··· RECORDS SHOWN ···

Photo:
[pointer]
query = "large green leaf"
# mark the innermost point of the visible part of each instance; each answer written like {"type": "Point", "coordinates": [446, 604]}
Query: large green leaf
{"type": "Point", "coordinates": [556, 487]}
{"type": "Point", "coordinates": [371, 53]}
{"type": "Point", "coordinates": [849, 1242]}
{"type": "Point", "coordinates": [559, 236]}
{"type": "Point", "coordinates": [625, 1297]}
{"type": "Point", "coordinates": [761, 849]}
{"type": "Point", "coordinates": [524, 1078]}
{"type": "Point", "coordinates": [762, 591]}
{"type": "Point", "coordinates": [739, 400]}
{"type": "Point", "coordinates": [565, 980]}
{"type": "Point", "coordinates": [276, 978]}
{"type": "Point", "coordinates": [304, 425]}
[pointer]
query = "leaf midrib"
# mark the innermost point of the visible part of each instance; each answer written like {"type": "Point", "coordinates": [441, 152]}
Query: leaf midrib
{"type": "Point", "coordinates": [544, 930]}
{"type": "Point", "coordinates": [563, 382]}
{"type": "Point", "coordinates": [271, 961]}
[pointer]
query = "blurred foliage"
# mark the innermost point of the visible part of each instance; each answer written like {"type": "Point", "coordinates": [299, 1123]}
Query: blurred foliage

···

* WRITTEN REQUEST
Copy every one of the rows above word for word.

* COMPLETE RESPONSE
Photo:
[pointer]
query = "large green leaf"
# mark the innermost point of the visible part of each instance; each answer written like {"type": "Point", "coordinates": [446, 604]}
Query: large green leaf
{"type": "Point", "coordinates": [556, 487]}
{"type": "Point", "coordinates": [371, 53]}
{"type": "Point", "coordinates": [849, 1242]}
{"type": "Point", "coordinates": [559, 236]}
{"type": "Point", "coordinates": [625, 1297]}
{"type": "Point", "coordinates": [761, 849]}
{"type": "Point", "coordinates": [524, 1078]}
{"type": "Point", "coordinates": [762, 591]}
{"type": "Point", "coordinates": [739, 400]}
{"type": "Point", "coordinates": [565, 980]}
{"type": "Point", "coordinates": [276, 978]}
{"type": "Point", "coordinates": [304, 425]}
[pointer]
query = "leaf midrib"
# mark the innermost point of the visible part of each instance; each answer written like {"type": "Point", "coordinates": [441, 152]}
Query: leaf midrib
{"type": "Point", "coordinates": [544, 930]}
{"type": "Point", "coordinates": [563, 382]}
{"type": "Point", "coordinates": [271, 961]}
[pointer]
query = "blurred foliage"
# mark the innermost point of the visible part of each instance; each answer written like {"type": "Point", "coordinates": [299, 1123]}
Query: blurred foliage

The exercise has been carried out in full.